### Instructions to follow
All of the entries below should be copied exactly as they appear.

### Records shown
──────────
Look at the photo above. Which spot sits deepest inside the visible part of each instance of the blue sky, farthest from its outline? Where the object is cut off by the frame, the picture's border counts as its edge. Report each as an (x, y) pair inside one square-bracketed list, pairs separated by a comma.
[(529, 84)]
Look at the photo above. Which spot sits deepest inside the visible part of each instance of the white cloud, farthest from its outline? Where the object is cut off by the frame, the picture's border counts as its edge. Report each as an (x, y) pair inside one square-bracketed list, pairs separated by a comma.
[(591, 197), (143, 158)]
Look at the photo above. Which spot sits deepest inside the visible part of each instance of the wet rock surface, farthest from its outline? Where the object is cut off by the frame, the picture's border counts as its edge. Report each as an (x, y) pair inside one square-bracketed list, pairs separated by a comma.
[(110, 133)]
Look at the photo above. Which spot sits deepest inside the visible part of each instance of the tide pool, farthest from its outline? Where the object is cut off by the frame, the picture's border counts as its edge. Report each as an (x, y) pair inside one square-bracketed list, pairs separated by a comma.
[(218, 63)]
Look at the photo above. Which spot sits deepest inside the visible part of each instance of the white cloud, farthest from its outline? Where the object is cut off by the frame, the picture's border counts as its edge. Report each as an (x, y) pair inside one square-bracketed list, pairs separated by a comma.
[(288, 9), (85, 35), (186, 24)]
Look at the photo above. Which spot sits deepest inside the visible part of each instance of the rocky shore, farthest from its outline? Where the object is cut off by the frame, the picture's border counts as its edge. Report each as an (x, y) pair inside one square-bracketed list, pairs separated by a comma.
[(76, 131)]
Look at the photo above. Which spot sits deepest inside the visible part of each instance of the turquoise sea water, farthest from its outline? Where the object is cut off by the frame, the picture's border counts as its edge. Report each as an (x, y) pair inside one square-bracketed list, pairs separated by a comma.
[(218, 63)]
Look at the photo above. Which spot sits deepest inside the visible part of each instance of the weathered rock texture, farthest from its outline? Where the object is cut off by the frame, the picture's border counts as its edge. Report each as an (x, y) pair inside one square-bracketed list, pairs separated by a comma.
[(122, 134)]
──────────
### Response to this exercise
Look at the photo above. Which spot sits deepest inside the visible part of each instance of the blue sky, farthest from its outline? Where the object is cut off by the frame, the picture's border counts as its edge. Report each as an (x, y) pair inside one square-bracketed list, pairs separated by a comma.
[(529, 84)]
Look at the photo above. Which spot sits deepest inside the visible part of each instance of the white cloud, farthest from its outline? Where the object is cut off by the frame, the picture's border counts as its edge. Report each as an (x, y) pair inside one square-bracketed list, pairs separated by a comma.
[(591, 197), (143, 158)]
Look at the photo above. Which spot sits deepest inside the visible part of each instance of the wet rock surface, farthest from its outline? Where the object is cut off by the frame, the picture's border counts as its edge. Report each as an (x, y) pair inside one square-bracketed list, pairs separated by a comma.
[(110, 133)]
Look at the photo above. Which spot sits deepest inside the visible part of each instance of the tide pool, farthest from its outline? Where the object is cut off by the frame, the picture's border counts as its edge. Report each as an (x, y) pair inside one square-bracketed list, pairs separated by a comma.
[(218, 63)]
Look at the photo above. Which spot sits deepest inside the visible part of each instance of the white cloud, farthest from its outline? Where the object is cut off by the frame, the picture's border counts as its edge. Report each as an (x, y) pair inside one square-bracketed list, pairs separated by a comma.
[(288, 9), (85, 35), (186, 24)]
Look at the photo above. Which spot sits deepest inside the visible part of each instance of the rocky shore, farthest from its outline? Where the object is cut off by the frame, the picture's border counts as its edge. Report each as an (x, y) pair inside one square-bracketed list, pairs separated by a comma.
[(76, 131)]
Look at the photo above. Which spot sits deepest inside the visible part of each instance of the turquoise sea water, farthest from its outline? Where the object is cut off by the frame, the picture's border counts as its edge. Report each as an (x, y) pair inside one square-bracketed list, pairs separated by a comma.
[(218, 63)]
Look at the photo above. Which spot sits deepest inside the visible part of each instance of the weathered rock texture, farthest from its outline? Where the object is cut off by the frame, the picture's border counts as its edge. Report each as an (x, y) pair inside one square-bracketed list, pairs separated by a comma.
[(122, 134)]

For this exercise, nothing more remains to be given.